> Texte à analyser:
Prime de partage de la valeur : quel avenir pour 2025 ?

La prime de partage de la valeur (PPV), successeur de la "prime Macron", semble aujourd'hui à la croisée des chemins.
Instaurée par la loi n° 2022-1158 du 16 août 2022 pour encourager les employeurs à verser une prime à leurs salariés dans un cadre fiscal incitatif, son avenir est désormais questionné par les évolutions législatives prévues dans le projet de loi de financement de la sécurité sociale (PLFSS 2025).

En effet, le projet de loi de financement de la Sécurité sociale pour 2025, adopté le 10 février par 49.3, prévoit d'intégrer la PPV dans l'assiette de calcul de la réduction générale des cotisations patronales. Une modification qui pourrait faire changer la stratégie des entreprises en matière de rémunération variable.
Face à cette évolution majeure, les employeurs s'interrogent sur l'avenir de ce dispositif qui avait permis la distribution de 5,3 milliards d'euros de PPV en 2023.

Faut-il maintenir ce mécanisme de prime ? Le remplacer par d'autres outils pour booster le pouvoir d’achat comme l'intéressement ? Comment adapter sa politique salariale dans ce nouveau contexte ? Tour d'horizon des évolutions à venir et des alternatives possibles pour les entreprises !

Prime de partage de la valeur : quel avenir pour 2025 ?
L'évolution de la PPV : entre déclin et nouvelles perspectives pour 2025.

Un dispositif déjà en perte de vitesse depuis 2024

Le dispositif est déjà en perte de vitesse…Au premier trimestre 2024, le montant total des versements de PPV avait atteint seulement 490 millions d’euros, soit une diminution de plus de moitié par rapport au premier trimestre 2023 (1,2 milliard). Cela s’explique par la fin de la défiscalisation de la prime pour la plupart des salariés depuis le 1er janvier 2024.

Fin progressive des avantages fiscaux et sociaux

Jusqu’au 1er janvier 2024, la PPV bénéficiait en effet d’un régime fiscal et social particulièrement attractif. Elle était exonérée de cotisations sociales, y compris de CSG et de CRDS sous certaines conditions. 

Du côté des salariés, elle pouvait également être exonérée d’impôt sur le revenu lorsqu’elle était affectée à un Plan d’Épargne Entreprise (PEE) ou à un Plan d’Épargne Retraite Collectif (PERECO).

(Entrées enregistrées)
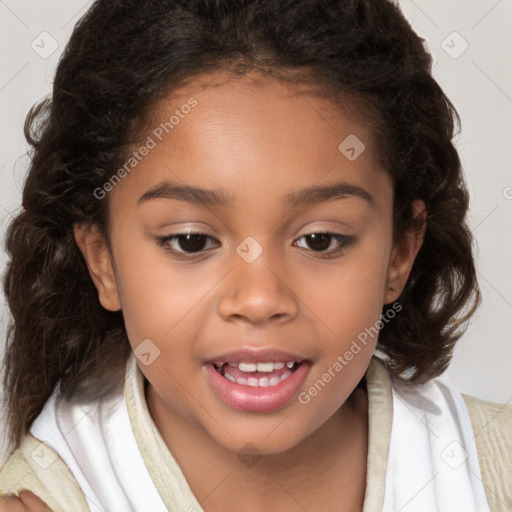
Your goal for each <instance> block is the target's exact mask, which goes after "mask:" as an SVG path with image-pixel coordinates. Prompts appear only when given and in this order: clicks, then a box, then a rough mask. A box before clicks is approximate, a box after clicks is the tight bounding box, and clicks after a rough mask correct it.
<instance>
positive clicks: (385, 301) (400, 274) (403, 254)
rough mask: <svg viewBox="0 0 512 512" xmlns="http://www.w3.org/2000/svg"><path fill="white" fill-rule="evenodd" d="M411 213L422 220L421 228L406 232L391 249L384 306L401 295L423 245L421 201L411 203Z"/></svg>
mask: <svg viewBox="0 0 512 512" xmlns="http://www.w3.org/2000/svg"><path fill="white" fill-rule="evenodd" d="M413 212H414V213H413V215H414V218H415V219H417V218H418V217H419V218H420V219H422V221H423V222H422V227H421V230H420V231H419V232H415V231H410V232H408V233H407V234H406V235H405V236H404V237H402V238H401V239H400V240H399V241H397V242H396V243H395V245H394V247H393V250H392V252H391V257H390V260H389V261H390V263H389V267H388V275H387V282H386V289H385V290H384V304H390V303H391V302H394V301H395V300H396V299H397V298H398V297H399V296H400V294H401V293H402V290H403V289H404V287H405V284H406V283H407V279H408V278H409V274H410V273H411V269H412V266H413V263H414V260H415V258H416V255H417V254H418V251H419V250H420V248H421V246H422V244H423V238H424V236H425V230H426V228H427V211H426V209H425V203H424V202H423V201H422V200H421V199H416V200H415V201H414V202H413Z"/></svg>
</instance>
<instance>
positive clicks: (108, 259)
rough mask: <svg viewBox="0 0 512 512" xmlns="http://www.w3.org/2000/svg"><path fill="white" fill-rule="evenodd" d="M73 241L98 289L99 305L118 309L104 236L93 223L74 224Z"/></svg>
mask: <svg viewBox="0 0 512 512" xmlns="http://www.w3.org/2000/svg"><path fill="white" fill-rule="evenodd" d="M73 232H74V236H75V241H76V243H77V245H78V247H79V248H80V251H81V252H82V255H83V257H84V259H85V262H86V264H87V268H88V270H89V274H90V276H91V279H92V280H93V282H94V285H95V286H96V289H97V290H98V298H99V301H100V303H101V305H102V306H103V307H104V308H105V309H107V310H109V311H119V310H120V309H121V301H120V299H119V291H118V288H117V281H116V277H115V273H114V267H113V263H112V254H111V252H110V249H109V247H108V243H107V240H106V238H105V236H104V235H103V234H102V233H101V232H100V230H99V228H98V226H96V225H94V224H75V225H74V228H73Z"/></svg>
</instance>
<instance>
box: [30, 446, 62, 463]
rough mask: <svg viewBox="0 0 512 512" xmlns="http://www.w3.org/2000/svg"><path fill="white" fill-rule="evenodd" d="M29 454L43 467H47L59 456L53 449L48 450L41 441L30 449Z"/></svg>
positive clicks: (56, 458) (58, 457)
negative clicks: (41, 442)
mask: <svg viewBox="0 0 512 512" xmlns="http://www.w3.org/2000/svg"><path fill="white" fill-rule="evenodd" d="M30 455H31V457H32V458H33V459H34V460H35V461H36V462H37V464H38V465H39V466H41V467H42V468H43V469H48V468H49V467H50V466H51V465H52V464H53V463H54V462H55V461H56V460H57V459H58V458H59V456H58V455H57V454H56V453H55V452H54V451H53V450H50V449H49V448H48V446H46V445H45V444H43V443H41V444H40V445H39V446H38V447H37V448H35V449H34V450H32V453H31V454H30Z"/></svg>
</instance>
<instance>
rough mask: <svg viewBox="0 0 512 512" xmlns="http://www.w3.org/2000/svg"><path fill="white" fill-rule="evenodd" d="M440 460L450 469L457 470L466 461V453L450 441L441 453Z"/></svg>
mask: <svg viewBox="0 0 512 512" xmlns="http://www.w3.org/2000/svg"><path fill="white" fill-rule="evenodd" d="M441 458H442V459H443V460H444V461H445V462H446V464H448V466H450V467H451V468H452V469H457V468H459V467H460V466H462V464H464V462H466V460H467V459H468V452H467V450H466V448H464V446H462V445H461V444H460V443H458V442H457V441H452V442H451V443H450V444H449V445H448V446H447V447H446V448H445V449H444V450H443V451H442V452H441Z"/></svg>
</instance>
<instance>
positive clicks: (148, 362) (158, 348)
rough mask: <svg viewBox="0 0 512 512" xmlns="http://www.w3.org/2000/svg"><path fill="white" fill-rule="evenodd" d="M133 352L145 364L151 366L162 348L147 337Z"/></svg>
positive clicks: (144, 365) (157, 356)
mask: <svg viewBox="0 0 512 512" xmlns="http://www.w3.org/2000/svg"><path fill="white" fill-rule="evenodd" d="M133 353H134V354H135V357H136V358H137V359H138V360H139V361H140V362H141V363H142V364H143V365H144V366H149V365H150V364H151V363H153V361H154V360H155V359H156V358H157V357H158V356H159V355H160V349H159V348H158V347H157V346H156V345H155V344H154V343H153V342H152V341H151V340H150V339H145V340H143V341H142V342H141V343H139V345H138V346H137V348H136V349H135V350H134V351H133Z"/></svg>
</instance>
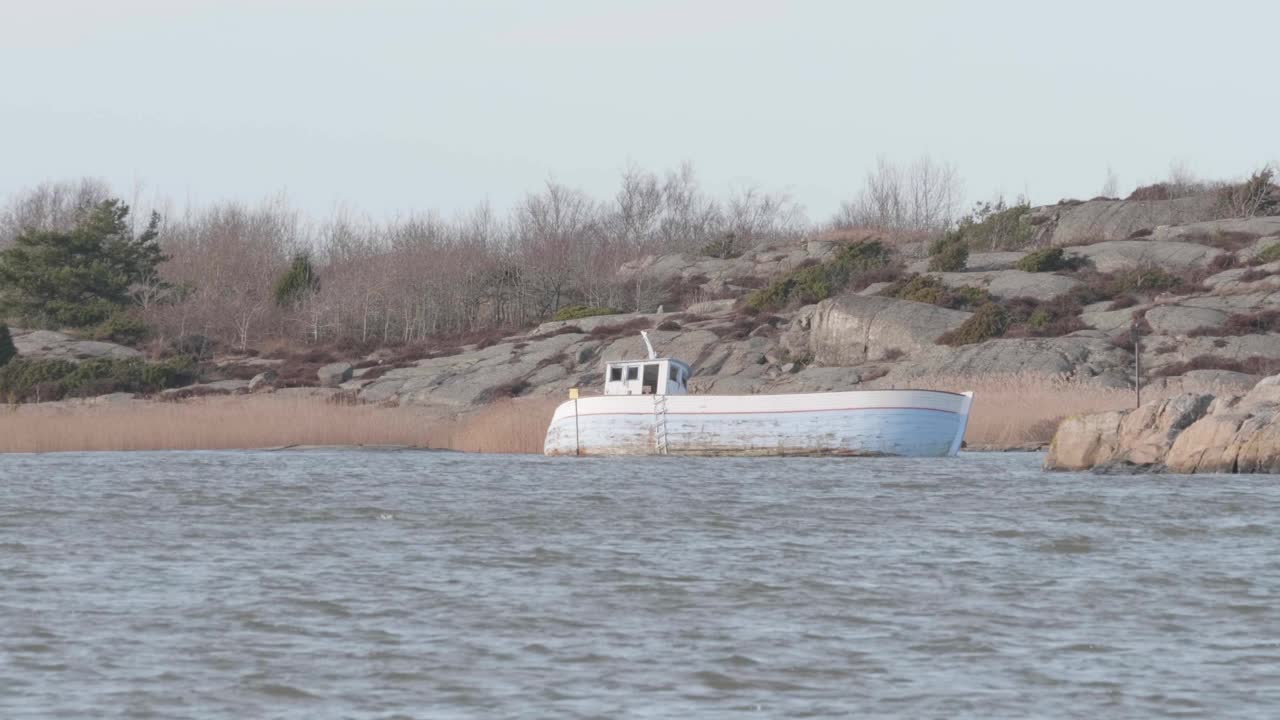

> Consignes:
• A. Traduisez en anglais cette phrase du texte sur la prime de partage de la valeur : « Elle était exonérée de cotisations sociales, y compris de CSG et de CRDS sous certaines conditions. »
• B. Poursuivez la rédaction du texte sur la prime de partage de la valeur à partir de sa dernière phrase.

> Résultats dans l'ordre:
• A. It was exempt from social security contributions, including CSG and CRDS, under certain conditions.

• B.
Les entreprises étaient également avantagées avec une contribution patronale nulle pour celles de moins de 250 salariés, tandis qu’une contribution de 20% s’appliquait pour les structures de 250 salariés et plus. Mais cette legislation favorable a été légèrement bousculée en 2024.

Les évolutions de la PPV en 2024

En 2024, plusieurs évolutions réglementaires importantes ont été apportées à la Prime de Partage de la Valeur (PPV) en France. La loi n°2023-1107 du 29 novembre 2023 a introduit de nouvelles dispositions visant à assouplir et élargir le dispositif. 

Avec la nouvelle loi,  la PPV pouvait être versée jusqu’à deux fois par an, avec un maximum d’un versement par trimestre. Les exonérations fiscales et sociales ont été maintenues uniquement pour les salariés gagnant moins de trois SMIC dans les entreprises de moins de 50 salariés, avec des plafonds de 3 000 euros ou 6 000 euros selon les cas.

Des modifications réglementaires impactantes en 2025

La nouvelle disposition du PLFSS 2025 marque un tournant. L’intégration de la PPV dans l’assiette de calcul de la réduction générale des cotisations patronales aura un impact direct sur le coût pour les employeurs, particulièrement pour les rémunérations comprises entre 1 et 1,6 fois le SMIC. 

Ces salaires sont les plus concernés car c’est sur cette tranche que la réduction générale des cotisations patronales (ou « réduction Fillon ») est la plus importante.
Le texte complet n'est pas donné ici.